RECORDS FOR THIS TASK —
=-=-=-=-=
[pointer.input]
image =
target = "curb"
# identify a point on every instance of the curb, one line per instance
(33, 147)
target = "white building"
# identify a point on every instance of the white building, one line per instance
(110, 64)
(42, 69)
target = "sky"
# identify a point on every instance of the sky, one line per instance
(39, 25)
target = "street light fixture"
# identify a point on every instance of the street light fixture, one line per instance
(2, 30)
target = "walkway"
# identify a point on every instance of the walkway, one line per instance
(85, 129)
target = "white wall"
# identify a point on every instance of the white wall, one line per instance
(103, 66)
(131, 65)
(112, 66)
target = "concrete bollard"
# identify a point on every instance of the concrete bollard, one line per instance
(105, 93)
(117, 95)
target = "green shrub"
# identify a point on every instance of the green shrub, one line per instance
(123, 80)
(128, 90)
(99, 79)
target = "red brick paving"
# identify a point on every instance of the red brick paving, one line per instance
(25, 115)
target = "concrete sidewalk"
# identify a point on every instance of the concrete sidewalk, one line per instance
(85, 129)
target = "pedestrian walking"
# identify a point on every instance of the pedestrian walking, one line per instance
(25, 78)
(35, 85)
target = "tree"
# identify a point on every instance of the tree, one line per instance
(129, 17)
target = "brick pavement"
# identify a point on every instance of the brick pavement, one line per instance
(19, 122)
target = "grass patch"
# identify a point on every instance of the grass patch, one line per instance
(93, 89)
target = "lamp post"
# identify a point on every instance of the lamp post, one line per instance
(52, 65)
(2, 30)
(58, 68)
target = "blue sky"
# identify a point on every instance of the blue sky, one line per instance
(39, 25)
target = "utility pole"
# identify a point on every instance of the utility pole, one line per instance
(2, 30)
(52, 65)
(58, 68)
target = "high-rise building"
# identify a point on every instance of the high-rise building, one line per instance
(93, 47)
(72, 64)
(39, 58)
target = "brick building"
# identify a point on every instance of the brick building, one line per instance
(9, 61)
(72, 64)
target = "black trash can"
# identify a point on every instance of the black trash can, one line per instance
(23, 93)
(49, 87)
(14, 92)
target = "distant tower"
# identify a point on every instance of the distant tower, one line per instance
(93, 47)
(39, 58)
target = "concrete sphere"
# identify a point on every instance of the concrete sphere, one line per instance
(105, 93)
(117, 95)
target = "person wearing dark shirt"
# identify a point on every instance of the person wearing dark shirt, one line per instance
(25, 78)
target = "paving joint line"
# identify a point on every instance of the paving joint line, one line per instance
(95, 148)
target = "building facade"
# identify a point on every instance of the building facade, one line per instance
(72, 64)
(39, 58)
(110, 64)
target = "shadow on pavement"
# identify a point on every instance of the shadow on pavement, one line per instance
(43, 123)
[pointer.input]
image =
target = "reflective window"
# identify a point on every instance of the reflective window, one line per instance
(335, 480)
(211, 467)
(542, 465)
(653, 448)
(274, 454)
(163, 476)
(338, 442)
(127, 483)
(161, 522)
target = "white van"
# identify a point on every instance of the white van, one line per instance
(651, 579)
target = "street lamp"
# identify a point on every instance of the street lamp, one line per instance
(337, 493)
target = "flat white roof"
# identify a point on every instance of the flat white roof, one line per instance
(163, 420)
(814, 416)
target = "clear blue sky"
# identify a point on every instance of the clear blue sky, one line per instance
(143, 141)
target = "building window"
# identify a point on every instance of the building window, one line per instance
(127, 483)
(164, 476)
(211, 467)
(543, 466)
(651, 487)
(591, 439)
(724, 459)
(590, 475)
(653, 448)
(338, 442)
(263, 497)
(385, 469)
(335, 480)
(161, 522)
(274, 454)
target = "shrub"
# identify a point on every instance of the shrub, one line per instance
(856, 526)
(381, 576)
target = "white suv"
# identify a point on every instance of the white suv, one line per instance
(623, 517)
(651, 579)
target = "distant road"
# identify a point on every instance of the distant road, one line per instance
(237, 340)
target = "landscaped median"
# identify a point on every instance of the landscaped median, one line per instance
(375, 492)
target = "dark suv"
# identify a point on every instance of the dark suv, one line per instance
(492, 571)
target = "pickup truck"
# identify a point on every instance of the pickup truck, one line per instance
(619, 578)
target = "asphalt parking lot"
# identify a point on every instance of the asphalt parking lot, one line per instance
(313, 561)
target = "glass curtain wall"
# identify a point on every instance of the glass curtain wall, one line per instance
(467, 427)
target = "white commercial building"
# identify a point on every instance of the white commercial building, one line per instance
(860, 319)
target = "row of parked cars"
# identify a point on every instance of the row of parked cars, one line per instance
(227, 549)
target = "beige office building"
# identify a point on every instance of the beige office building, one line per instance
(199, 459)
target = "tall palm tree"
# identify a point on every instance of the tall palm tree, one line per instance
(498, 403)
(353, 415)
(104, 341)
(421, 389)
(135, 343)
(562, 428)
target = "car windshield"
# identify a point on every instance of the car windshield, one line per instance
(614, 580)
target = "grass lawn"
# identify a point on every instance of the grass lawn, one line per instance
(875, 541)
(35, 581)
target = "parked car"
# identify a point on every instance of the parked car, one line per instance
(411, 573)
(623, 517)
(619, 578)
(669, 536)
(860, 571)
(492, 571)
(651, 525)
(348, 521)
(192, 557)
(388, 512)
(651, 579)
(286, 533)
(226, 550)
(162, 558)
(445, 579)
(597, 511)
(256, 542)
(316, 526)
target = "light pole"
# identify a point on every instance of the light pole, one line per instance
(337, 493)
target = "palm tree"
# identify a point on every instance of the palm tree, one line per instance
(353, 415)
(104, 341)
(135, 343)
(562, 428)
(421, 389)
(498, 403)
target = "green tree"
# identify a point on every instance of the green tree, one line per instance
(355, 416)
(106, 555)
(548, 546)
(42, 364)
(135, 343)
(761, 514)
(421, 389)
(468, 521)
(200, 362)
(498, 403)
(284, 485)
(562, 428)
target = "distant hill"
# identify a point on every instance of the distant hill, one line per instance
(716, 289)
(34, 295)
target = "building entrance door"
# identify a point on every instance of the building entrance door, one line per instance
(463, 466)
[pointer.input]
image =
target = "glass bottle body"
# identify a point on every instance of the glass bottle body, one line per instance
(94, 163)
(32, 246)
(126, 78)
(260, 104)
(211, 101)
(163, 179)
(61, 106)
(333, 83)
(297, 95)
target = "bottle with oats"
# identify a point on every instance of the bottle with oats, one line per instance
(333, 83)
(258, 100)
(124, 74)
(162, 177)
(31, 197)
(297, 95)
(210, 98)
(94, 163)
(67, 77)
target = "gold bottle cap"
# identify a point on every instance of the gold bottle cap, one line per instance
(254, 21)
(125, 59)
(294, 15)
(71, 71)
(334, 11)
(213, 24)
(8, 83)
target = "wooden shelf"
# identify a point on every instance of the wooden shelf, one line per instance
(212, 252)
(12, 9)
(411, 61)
=-=-=-=-=
Extract each line of the material exactly as it stands.

REPLY —
[pointer.input]
image =
target = "curb"
# identify a point on every instance of the curb, one line per instance
(33, 147)
target = "white building"
# identify a point on every instance of the white building, one line per instance
(110, 64)
(42, 69)
target = "sky"
# identify a point on every instance of the sky, one line per instance
(39, 25)
target = "street light fixture"
# identify a point on every instance of the street light fixture, one line per instance
(2, 30)
target = "walkway"
# identify a point on every instance of the walkway, one line per instance
(85, 129)
target = "white wall"
# identify a point on every instance of the white wall, one line per instance
(103, 66)
(131, 65)
(112, 66)
target = "concrete bollard"
# identify a point on every instance of the concrete bollard, one line per instance
(105, 93)
(117, 95)
target = "green shrub"
# identify a point on every instance of the green shrub, one line per instance
(123, 80)
(128, 90)
(99, 79)
target = "red brick paving"
# identify a point on every instance of the red brick paving, one line per instance
(25, 115)
target = "concrete sidewalk"
# identify a point on every instance of the concrete sidewalk, one line per instance
(85, 129)
target = "pedestrian walking"
# identify a point on every instance of the pedestrian walking, one line per instance
(25, 78)
(35, 85)
target = "tree"
# identify a point on every instance of the tree, one line per instance
(129, 17)
target = "brick pavement"
# identify a point on every instance of the brick pavement, one line per instance
(19, 122)
target = "grass patch"
# identify a point on every instance of the grass patch, one line per instance
(93, 89)
target = "lamp post"
# identify a point on every instance of the lamp post, one line per instance
(52, 65)
(2, 30)
(58, 68)
target = "blue sky"
# identify a point on every instance of the blue sky, one line per instance
(39, 25)
target = "utility pole"
# identify a point on every instance of the utility pole, one line per instance
(2, 30)
(52, 65)
(58, 68)
target = "high-rise building"
# identify a point on every instance of the high-rise building, one line per instance
(93, 47)
(72, 64)
(39, 58)
target = "brick building"
# identify a point on every instance of the brick building, one line per instance
(9, 61)
(72, 64)
target = "black trash can"
# identify a point on every instance of the black trash can, one line per instance
(23, 93)
(49, 87)
(14, 92)
target = "distant tower"
# identify a point on every instance of the distant tower, one line per instance
(93, 47)
(39, 58)
target = "concrete sphere"
# identify a point on every instance of the concrete sphere, one line per instance
(105, 93)
(117, 95)
target = "person wearing dark shirt"
# identify a point on every instance of the person wearing dark shirt, one line per instance
(25, 78)
target = "paving joint line"
# identify a point on every instance of the paving joint line, one line per instance
(95, 148)
target = "building facade"
# identify a point on every instance of the building facade, one line per instance
(72, 64)
(39, 58)
(110, 64)
target = "shadow on pavement"
# identify a point on every instance of the shadow on pavement, one line per instance
(43, 123)
[pointer.input]
image =
target = "reflective window"
# identify a point on every instance of the reflective window, one line per instance
(335, 480)
(211, 467)
(542, 465)
(653, 448)
(274, 454)
(163, 476)
(338, 442)
(127, 483)
(161, 522)
target = "white van"
# identify a point on every instance of the white van, one line per instance
(651, 579)
target = "street lamp"
# identify a point on every instance of the street lamp, one line per instance
(337, 493)
target = "flat white roof"
# identify a point on every instance of the flat white roof, one line per instance
(163, 420)
(814, 416)
target = "clear blue sky"
# identify a point on every instance of the clear blue sky, one line per instance
(143, 141)
target = "building window"
# identify a point on every instance of the building window, one line per instance
(127, 483)
(164, 476)
(211, 467)
(543, 466)
(651, 487)
(591, 439)
(724, 459)
(590, 475)
(653, 448)
(338, 442)
(263, 497)
(385, 469)
(335, 480)
(161, 522)
(274, 454)
target = "shrub"
# identify a point on every instance of the shrub, one line per instance
(856, 526)
(381, 576)
target = "white suv"
# identify a point on every instance of the white suv, one line per instance
(623, 517)
(651, 579)
target = "distant road"
# identify a point on every instance of the distant road, one line per instance
(237, 340)
target = "landscaped median"
# identify a point on every instance of the landscaped median, one line per instance
(375, 492)
target = "dark suv"
# identify a point on every instance of the dark suv, one line per instance
(492, 571)
target = "pickup truck"
# identify a point on every instance of the pickup truck, one line per instance
(619, 578)
target = "asphalt parking lot"
# identify a point on every instance of the asphalt parking lot, one line per instance
(313, 561)
target = "glass curtain wall"
# identify a point on every instance of the glass curtain wall, one line per instance
(467, 427)
target = "white commercial building"
# identify a point on every instance of the white commercial building, one line per instance
(860, 319)
target = "row of parked cars"
# identify a point on every instance of the row of parked cars, one line per instance
(227, 549)
target = "beige office building"
# identify a point on every instance of the beige office building, one line per instance
(199, 459)
target = "tall palm tree"
# identify a point on every instance of the tall palm tree, one line per instance
(498, 403)
(353, 415)
(104, 341)
(421, 389)
(135, 343)
(562, 428)
target = "car windshield"
# identify a point on every instance of the car windshield, one line per instance
(614, 580)
target = "grass lawn"
# identify a point on every instance of the grass lawn, one line per instance
(875, 541)
(35, 581)
target = "parked car"
# identify a point on every instance of the parked car, one line per instance
(411, 573)
(623, 517)
(619, 578)
(669, 536)
(860, 571)
(492, 571)
(651, 525)
(348, 521)
(192, 557)
(388, 512)
(651, 579)
(286, 533)
(226, 550)
(162, 558)
(445, 579)
(597, 511)
(256, 542)
(316, 526)
target = "light pole"
# identify a point on every instance of the light pole, one line per instance
(337, 493)
target = "palm tree"
# identify a point on every instance of the palm tree, one line per instance
(353, 415)
(104, 341)
(135, 343)
(562, 428)
(421, 389)
(498, 403)
target = "green tree"
# identify a point on every instance of the green tree, one line per instance
(355, 416)
(106, 555)
(548, 546)
(42, 364)
(135, 343)
(761, 514)
(421, 389)
(468, 521)
(200, 362)
(498, 403)
(284, 485)
(562, 428)
target = "distant hill"
# identify a point on every instance of the distant hill, one line per instance
(716, 289)
(34, 295)
target = "building entrance door"
# identify a point on every instance of the building entrance door, one line per instance
(463, 466)
[pointer.input]
image =
target = "glass bottle body"
# identify a point on every instance of the glass bottle body, one line per instance
(94, 163)
(32, 246)
(126, 78)
(260, 104)
(211, 101)
(163, 179)
(61, 106)
(333, 83)
(297, 95)
target = "bottle with oats"
# identify a point on every instance of the bottle with oats, one line per instance
(333, 83)
(258, 100)
(124, 74)
(162, 177)
(31, 197)
(297, 95)
(210, 98)
(94, 163)
(67, 77)
target = "gold bottle cap"
# identify a point on every instance of the gold bottle cap, one line per instance
(254, 21)
(125, 59)
(294, 15)
(71, 71)
(334, 11)
(213, 24)
(8, 83)
target = "wooden shelf"
# identify a point on every instance of the wooden shelf, one line per instance
(212, 252)
(12, 9)
(411, 61)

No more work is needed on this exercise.